## start Input rows
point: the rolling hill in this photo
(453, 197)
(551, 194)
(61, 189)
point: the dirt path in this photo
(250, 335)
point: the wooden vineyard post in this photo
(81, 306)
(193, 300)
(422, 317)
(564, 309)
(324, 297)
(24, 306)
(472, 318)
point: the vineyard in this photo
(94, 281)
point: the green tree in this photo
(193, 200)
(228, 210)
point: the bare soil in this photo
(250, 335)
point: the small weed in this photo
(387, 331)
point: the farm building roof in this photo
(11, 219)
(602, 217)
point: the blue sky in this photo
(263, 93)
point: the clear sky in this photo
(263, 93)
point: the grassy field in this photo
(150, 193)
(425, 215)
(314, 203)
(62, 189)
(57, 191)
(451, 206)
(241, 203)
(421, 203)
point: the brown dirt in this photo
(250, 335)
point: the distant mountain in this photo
## end Input rows
## start Input rows
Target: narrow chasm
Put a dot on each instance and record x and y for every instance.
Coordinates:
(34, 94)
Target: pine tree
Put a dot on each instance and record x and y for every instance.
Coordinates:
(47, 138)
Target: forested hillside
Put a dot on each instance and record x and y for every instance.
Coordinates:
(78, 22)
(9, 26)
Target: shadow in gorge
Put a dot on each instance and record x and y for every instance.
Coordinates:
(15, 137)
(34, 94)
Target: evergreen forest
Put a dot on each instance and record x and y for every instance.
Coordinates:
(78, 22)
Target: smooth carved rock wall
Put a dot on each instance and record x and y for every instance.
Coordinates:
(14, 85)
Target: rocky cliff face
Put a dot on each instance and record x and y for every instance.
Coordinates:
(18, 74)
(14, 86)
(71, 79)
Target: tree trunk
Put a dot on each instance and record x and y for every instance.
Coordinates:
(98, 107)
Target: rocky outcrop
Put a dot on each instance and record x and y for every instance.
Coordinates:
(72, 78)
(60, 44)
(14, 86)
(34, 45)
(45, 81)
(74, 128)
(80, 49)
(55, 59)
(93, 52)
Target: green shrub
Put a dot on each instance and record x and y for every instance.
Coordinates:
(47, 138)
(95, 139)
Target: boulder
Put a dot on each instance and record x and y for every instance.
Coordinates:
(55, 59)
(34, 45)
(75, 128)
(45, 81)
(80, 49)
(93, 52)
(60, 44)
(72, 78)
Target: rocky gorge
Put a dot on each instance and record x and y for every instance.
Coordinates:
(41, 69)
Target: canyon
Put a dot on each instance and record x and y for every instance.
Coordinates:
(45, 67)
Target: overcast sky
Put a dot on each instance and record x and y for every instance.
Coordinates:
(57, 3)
## end Input rows
» What is required
Change every "point" to "mark" in the rows starting with the line that contains "point: the small weed in this photo" and going on through the line that contains "point: the distant mountain in this photo". Give only those rows again, with everything else unchanged.

» Written reply
mark: the small weed in this photo
(387, 331)
mark: the farm building roof in this photo
(11, 219)
(602, 217)
mark: the blue sky in this photo
(263, 93)
mark: the clear sky in this photo
(263, 93)
mark: the grassy field in this photo
(150, 193)
(425, 215)
(314, 203)
(62, 189)
(57, 191)
(451, 206)
(241, 203)
(421, 203)
mark: the brown dirt in this photo
(250, 335)
mark: the distant mountain in this photo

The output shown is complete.